* Work to complete:
a – Answer these from the passage on R/Excel interfaces, one answer a line, marked like the questions:
(i) Which two listed packages require rJava?
(ii) Which function saves the workbook?
(iii) Which dataset is used to try out the workflow?
b – Rescale the part of the records that opens with the line containing "I'd like to know where the bare" and closes with the line containing "[463,225,524,392]". Write out every line, requests included, with each box coordinate multiplied by 0.65 and rounded to a whole number, halves rounded up.

* Document passage:

Source: ["The Data Products Venn Diagram," Data Community DC](https://www.datacommunitydc.org/blog/2013/09/the-data-products-venn-diagram)

# CRAN does not disappoint for R/Excel interfaces:

- `gdata` (Perl required)
- `readxl` 
- `openxlsx` 
- `writexls` (Perl required)
- `XlConnect` (rJava required)
- `xlsx` (rJava required)
- `excel.link`
- etc...


## For most features with fewest external dependencies go with...

- `readxl`: A *read-only* Excel package from the `tidyverse`
- `openxlsx`: Full-service "R-powered Excel"  (The focus of this workshop)

# The basic workflow:

- Create a blank workbook with `createWorkbook()`
- Add worksheets with `addWorksheet()`
- Add various data frames, plots, summaries, etc.
- Save workbook with `saveWorkbook()`

Let's give it a spin with the `mpg` dataset:

In [None]:
# To interface with Excel
library(openxlsx)
# For data manipulation & visualization
library(tidyverse)
# For "tidying" regression output
library(broom)

mpg = read_csv('https://raw.githubusercontent.com/mwaskom/seaborn-data/master/mpg.csv')

head(mpg)

* Materials provided:
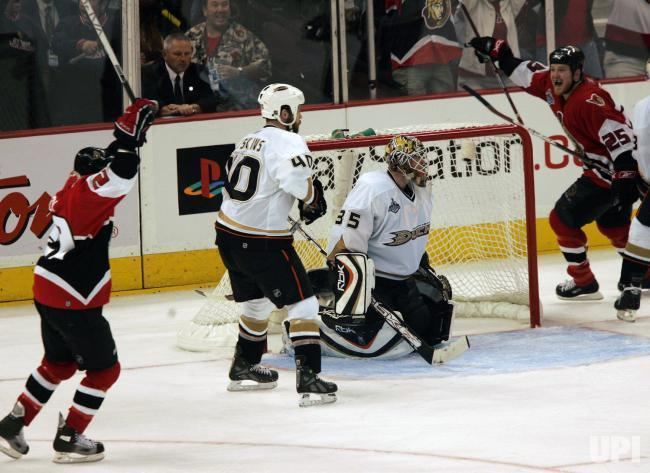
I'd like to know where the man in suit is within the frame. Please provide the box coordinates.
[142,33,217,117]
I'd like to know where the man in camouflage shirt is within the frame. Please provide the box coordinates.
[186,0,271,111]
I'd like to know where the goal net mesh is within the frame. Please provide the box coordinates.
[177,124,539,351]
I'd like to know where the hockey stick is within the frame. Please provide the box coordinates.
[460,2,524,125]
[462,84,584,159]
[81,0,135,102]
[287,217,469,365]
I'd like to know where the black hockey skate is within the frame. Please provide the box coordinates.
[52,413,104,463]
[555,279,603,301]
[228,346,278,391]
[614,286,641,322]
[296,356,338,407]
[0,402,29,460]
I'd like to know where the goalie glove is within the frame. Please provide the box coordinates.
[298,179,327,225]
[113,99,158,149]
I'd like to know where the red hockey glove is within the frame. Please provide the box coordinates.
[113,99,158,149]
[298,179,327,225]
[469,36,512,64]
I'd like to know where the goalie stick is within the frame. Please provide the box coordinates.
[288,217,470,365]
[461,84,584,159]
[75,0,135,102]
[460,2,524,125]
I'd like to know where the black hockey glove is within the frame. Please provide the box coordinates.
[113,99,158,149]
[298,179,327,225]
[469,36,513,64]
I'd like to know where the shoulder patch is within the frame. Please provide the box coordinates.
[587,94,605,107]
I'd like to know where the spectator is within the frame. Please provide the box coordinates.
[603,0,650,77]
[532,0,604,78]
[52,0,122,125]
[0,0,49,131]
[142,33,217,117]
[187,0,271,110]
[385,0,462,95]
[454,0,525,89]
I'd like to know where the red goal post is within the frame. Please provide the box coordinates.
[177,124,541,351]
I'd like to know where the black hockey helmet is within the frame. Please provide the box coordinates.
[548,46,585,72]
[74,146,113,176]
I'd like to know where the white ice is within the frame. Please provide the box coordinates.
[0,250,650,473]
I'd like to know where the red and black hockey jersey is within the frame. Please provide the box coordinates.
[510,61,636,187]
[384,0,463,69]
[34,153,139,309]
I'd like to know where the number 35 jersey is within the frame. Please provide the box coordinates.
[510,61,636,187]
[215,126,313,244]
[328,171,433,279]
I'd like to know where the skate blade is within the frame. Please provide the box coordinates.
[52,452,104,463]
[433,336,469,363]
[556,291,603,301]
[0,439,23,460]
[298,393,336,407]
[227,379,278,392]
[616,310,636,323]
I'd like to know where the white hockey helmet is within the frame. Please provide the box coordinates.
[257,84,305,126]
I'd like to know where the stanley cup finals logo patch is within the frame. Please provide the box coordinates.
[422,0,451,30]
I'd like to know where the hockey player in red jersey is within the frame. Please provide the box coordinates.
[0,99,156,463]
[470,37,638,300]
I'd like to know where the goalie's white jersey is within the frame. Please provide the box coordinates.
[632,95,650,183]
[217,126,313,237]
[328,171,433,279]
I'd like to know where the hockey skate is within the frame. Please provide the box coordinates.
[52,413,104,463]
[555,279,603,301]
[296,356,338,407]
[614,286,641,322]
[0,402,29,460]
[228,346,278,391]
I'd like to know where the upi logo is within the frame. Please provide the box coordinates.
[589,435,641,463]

--

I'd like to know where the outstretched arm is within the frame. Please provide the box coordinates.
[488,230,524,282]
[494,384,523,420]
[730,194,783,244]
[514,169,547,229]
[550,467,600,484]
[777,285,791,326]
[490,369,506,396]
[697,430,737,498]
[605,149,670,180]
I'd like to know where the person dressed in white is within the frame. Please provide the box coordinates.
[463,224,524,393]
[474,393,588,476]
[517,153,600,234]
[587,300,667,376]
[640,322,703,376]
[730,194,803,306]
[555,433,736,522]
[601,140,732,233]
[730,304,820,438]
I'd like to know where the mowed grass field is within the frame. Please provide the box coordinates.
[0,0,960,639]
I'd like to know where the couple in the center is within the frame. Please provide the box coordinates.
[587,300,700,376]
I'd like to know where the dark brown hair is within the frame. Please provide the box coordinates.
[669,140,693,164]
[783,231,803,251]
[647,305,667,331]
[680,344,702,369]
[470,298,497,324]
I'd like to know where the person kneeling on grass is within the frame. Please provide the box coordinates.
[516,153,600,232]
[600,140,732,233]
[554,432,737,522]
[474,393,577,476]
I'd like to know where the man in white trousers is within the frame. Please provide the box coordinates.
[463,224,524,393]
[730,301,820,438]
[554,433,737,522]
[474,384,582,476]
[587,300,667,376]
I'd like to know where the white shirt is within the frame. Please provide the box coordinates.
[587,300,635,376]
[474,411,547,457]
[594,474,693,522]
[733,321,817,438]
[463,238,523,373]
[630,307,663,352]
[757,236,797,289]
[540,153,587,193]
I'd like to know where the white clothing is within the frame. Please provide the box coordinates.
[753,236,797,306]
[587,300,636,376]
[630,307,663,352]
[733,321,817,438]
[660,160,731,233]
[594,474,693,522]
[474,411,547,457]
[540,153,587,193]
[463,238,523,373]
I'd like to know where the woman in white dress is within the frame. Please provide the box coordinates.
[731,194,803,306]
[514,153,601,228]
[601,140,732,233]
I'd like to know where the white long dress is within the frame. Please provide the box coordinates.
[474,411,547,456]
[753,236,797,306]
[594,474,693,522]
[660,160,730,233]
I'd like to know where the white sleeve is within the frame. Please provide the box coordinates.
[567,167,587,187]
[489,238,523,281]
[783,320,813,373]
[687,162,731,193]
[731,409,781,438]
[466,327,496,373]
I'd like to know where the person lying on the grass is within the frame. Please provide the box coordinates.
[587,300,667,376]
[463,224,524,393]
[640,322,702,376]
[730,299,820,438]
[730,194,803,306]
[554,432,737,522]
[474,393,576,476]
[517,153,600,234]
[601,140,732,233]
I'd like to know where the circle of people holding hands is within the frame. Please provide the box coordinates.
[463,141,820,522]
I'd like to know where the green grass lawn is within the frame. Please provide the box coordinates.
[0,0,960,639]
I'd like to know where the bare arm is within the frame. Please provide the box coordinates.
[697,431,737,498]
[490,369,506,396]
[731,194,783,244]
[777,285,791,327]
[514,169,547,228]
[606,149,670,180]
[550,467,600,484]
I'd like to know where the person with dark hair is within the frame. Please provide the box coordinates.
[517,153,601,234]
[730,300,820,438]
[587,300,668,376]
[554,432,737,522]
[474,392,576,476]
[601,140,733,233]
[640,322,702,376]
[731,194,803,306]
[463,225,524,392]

* Solutions by task:
a –
(i) `XlConnect` and `xlsx`
(ii) `saveWorkbook()`
(iii) The `mpg` dataset

b –
I'd like to know where the bare arm is within the frame. Please provide the box coordinates.
[453,280,479,324]
[319,240,329,257]
[475,126,509,159]
[505,185,514,213]
[334,110,356,148]
[394,97,436,117]
[358,304,390,315]
I'd like to know where the person with dark hair is within the frame. Please provide the box coordinates.
[336,99,391,152]
[475,195,533,285]
[382,195,434,244]
[360,281,479,339]
[308,255,374,309]
[391,91,476,151]
[416,209,456,244]
[475,126,522,199]
[301,146,341,255]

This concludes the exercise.